## EXERCISE DESCRIPTION
Switch every instance of "sample body" to "reference body" in the material below, and reproduce everything else unchanged.

## SOURCE RECORDS
▼▼▼

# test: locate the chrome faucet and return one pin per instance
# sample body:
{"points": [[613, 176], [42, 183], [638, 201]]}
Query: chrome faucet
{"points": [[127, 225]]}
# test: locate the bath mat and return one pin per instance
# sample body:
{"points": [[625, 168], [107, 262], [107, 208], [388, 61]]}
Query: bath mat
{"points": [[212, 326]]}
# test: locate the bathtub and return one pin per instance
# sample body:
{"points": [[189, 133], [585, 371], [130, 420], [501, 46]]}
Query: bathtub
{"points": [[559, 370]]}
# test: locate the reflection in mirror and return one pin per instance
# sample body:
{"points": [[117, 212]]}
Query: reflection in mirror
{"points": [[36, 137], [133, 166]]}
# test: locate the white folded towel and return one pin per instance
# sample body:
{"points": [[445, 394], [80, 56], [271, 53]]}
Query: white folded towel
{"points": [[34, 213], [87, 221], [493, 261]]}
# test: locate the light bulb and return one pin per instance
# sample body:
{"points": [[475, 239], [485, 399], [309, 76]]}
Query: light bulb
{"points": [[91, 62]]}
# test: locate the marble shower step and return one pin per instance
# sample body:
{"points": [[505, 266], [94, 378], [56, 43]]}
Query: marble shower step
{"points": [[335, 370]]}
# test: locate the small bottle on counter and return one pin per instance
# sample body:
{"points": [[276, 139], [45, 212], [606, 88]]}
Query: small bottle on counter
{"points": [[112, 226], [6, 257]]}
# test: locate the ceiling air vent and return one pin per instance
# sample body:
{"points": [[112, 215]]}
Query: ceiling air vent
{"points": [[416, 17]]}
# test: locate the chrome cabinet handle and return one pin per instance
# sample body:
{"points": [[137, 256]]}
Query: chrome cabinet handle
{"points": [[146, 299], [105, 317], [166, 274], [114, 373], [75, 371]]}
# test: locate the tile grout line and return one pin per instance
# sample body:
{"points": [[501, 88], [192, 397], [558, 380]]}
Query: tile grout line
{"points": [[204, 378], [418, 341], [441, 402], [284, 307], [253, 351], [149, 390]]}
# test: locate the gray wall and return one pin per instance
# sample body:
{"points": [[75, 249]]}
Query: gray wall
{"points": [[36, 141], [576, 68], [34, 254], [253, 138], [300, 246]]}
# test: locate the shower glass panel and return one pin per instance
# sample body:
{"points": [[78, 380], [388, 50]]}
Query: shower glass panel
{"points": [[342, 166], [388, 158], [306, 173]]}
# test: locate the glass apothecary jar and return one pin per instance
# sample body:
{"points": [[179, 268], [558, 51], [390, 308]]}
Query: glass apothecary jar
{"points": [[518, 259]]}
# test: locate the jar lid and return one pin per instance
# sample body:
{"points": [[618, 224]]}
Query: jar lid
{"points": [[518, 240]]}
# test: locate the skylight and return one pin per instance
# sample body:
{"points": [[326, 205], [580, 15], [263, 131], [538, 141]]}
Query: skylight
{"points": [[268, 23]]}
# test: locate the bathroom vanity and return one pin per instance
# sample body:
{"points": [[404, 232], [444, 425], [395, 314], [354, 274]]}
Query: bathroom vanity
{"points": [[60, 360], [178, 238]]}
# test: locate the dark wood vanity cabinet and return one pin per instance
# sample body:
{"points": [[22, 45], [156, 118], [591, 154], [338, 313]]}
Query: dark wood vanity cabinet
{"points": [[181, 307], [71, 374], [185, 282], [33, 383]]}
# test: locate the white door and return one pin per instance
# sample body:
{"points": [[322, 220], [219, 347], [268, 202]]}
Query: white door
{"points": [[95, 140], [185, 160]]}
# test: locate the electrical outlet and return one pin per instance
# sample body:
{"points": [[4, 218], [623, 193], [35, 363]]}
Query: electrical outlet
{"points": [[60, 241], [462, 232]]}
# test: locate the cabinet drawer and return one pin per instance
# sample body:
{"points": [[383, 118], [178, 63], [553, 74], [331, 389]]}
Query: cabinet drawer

▲▲▲

## THE OUTPUT
# test: locate the chrome faucet and return one pin per instance
# reference body:
{"points": [[613, 176], [42, 183], [638, 201]]}
Query: chrome faucet
{"points": [[127, 225]]}
# test: locate the bath mat and return one pin per instance
# reference body:
{"points": [[625, 168], [107, 262], [107, 208], [388, 61]]}
Query: bath mat
{"points": [[212, 326]]}
# test: locate the bathtub and return one pin per instance
# reference body:
{"points": [[189, 133], [585, 371], [130, 420], [501, 46]]}
Query: bathtub
{"points": [[559, 370]]}
# test: locate the reflection in mirror and return one pin per instance
# reference body:
{"points": [[117, 212]]}
Query: reflection in mirror
{"points": [[36, 137], [133, 166]]}
# test: locate the white folded towel and return one pin per instance
# reference body:
{"points": [[445, 394], [80, 56], [271, 53]]}
Query: white folded towel
{"points": [[34, 213], [87, 221], [493, 261]]}
# test: locate the light bulb and return one pin per instance
# reference body:
{"points": [[475, 239], [485, 399], [309, 76]]}
Query: light bulb
{"points": [[91, 62]]}
# test: locate the marble shower step and return one pin per instance
# reference body:
{"points": [[505, 266], [94, 378], [56, 43]]}
Query: marble shower step
{"points": [[335, 370]]}
# test: locate the small bottle on counter and return one pin per instance
# reference body:
{"points": [[276, 139], [45, 212], [606, 88]]}
Query: small bottle on counter
{"points": [[112, 226], [6, 257]]}
# test: locate the ceiling air vent and return one pin per instance
# reference body:
{"points": [[112, 215]]}
Query: ceiling air vent
{"points": [[416, 17]]}
# test: locate the chrome cabinet handle and return one pin per instance
# reference body:
{"points": [[137, 256]]}
Query: chrome cabinet handle
{"points": [[146, 299], [105, 317], [166, 274], [114, 373], [75, 371]]}
# test: locate the tile grout line and return one pin per instance
# reference body:
{"points": [[501, 88], [192, 397], [558, 380]]}
Query: tile grout line
{"points": [[204, 378], [418, 341], [441, 402], [284, 307], [253, 351], [149, 390]]}
# test: locate the gray wall and return one pin per instance
# reference body:
{"points": [[75, 249]]}
Query: gray wall
{"points": [[36, 141], [576, 68], [34, 254], [253, 138], [300, 246]]}
# test: locate the shower glass panel and return one pin per instance
# reference body:
{"points": [[78, 380], [388, 50]]}
Query: shower glass panel
{"points": [[342, 166], [388, 158], [306, 173]]}
# test: locate the glass apothecary jar and return one pin per instance
# reference body:
{"points": [[179, 268], [558, 51], [390, 308]]}
Query: glass apothecary jar
{"points": [[518, 259]]}
# test: locate the jar lid and return one pin per instance
# reference body:
{"points": [[618, 224]]}
Query: jar lid
{"points": [[518, 240]]}
# test: locate the skylight and return one pin per instance
# reference body:
{"points": [[326, 205], [580, 15], [263, 131], [538, 141]]}
Query: skylight
{"points": [[268, 23]]}
# test: locate the bathroom vanity and return one pin per instance
# reference body:
{"points": [[404, 232], [444, 425], [395, 314], [354, 274]]}
Query: bathroom vanity
{"points": [[60, 360], [178, 238]]}
# test: locate the dark wood vanity cabinet and return one pin per instance
# reference body:
{"points": [[22, 45], [156, 118], [591, 154], [338, 313]]}
Query: dark wood vanity cabinet
{"points": [[181, 307], [71, 374], [185, 282], [33, 383]]}
# test: locate the white door and return one pin per instance
# reference body:
{"points": [[322, 220], [219, 347], [268, 202]]}
Query: white door
{"points": [[95, 140], [185, 160]]}
# test: locate the electrical outlet and return one pin per instance
# reference body:
{"points": [[4, 218], [623, 193], [35, 363]]}
Query: electrical outlet
{"points": [[60, 241], [462, 232]]}
# test: locate the cabinet drawer and return one pin per instance
# reference body:
{"points": [[383, 118], [178, 63], [553, 74], [331, 389]]}
Query: cabinet drawer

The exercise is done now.